PROBLEM TO WORK ON
Copy the entries below word for word, from the first line of the entries through the line containing "pixel 314 329", including that line.

----- SUPPLIED MATERIAL

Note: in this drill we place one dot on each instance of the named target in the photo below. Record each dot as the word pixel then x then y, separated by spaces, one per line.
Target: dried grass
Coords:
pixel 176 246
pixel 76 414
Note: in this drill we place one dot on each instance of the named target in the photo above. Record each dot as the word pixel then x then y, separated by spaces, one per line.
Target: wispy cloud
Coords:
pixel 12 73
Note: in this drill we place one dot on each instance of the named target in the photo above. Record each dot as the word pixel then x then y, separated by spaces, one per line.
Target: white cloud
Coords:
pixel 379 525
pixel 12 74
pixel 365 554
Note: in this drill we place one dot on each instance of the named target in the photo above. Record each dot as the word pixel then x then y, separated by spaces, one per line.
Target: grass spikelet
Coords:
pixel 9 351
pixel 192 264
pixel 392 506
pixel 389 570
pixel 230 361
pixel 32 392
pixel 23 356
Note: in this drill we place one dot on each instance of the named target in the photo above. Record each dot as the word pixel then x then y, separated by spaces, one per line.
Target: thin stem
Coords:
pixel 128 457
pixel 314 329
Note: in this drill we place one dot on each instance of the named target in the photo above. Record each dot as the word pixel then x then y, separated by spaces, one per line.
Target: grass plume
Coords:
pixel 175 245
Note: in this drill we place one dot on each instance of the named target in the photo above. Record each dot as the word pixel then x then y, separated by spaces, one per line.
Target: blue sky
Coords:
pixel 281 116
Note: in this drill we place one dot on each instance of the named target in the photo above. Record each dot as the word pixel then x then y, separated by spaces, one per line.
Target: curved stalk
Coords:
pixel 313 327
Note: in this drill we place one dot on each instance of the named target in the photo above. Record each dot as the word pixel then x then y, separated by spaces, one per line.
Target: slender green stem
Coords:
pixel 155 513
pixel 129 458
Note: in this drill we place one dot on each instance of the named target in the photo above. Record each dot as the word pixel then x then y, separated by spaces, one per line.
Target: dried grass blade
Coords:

----------

SOLUTION
Note: in this drill we place one dot on each instance of the named target in the photo below. Record each dot as the word pixel then x then y, separated by spaces, one per line.
Target: dried grass
Coords:
pixel 176 246
pixel 76 414
Note: in this drill we place one dot on each instance of the named target in the photo above. Record each dot as the word pixel then x then y, separated by spaces, one per line.
Target: wispy cloud
Coords:
pixel 12 73
Note: in this drill we place one dot on each instance of the named target in the photo above. Record each dot as the word pixel then x then y, separated by spaces, one per line.
Target: white cloud
Coords:
pixel 379 525
pixel 12 74
pixel 365 554
Note: in this drill we place one dot on each instance of the named target in the photo above. Record each dot as the word pixel then x then y, separated by spaces, one per line.
Target: grass spikelet
Coords:
pixel 9 351
pixel 192 264
pixel 392 506
pixel 389 570
pixel 230 361
pixel 32 392
pixel 23 356
Note: in this drill we place one dot on each instance of the named target in the photo above. Record each dot as the word pixel then x then y, separated by spaces, one per line.
Target: thin stem
Coords:
pixel 128 457
pixel 314 329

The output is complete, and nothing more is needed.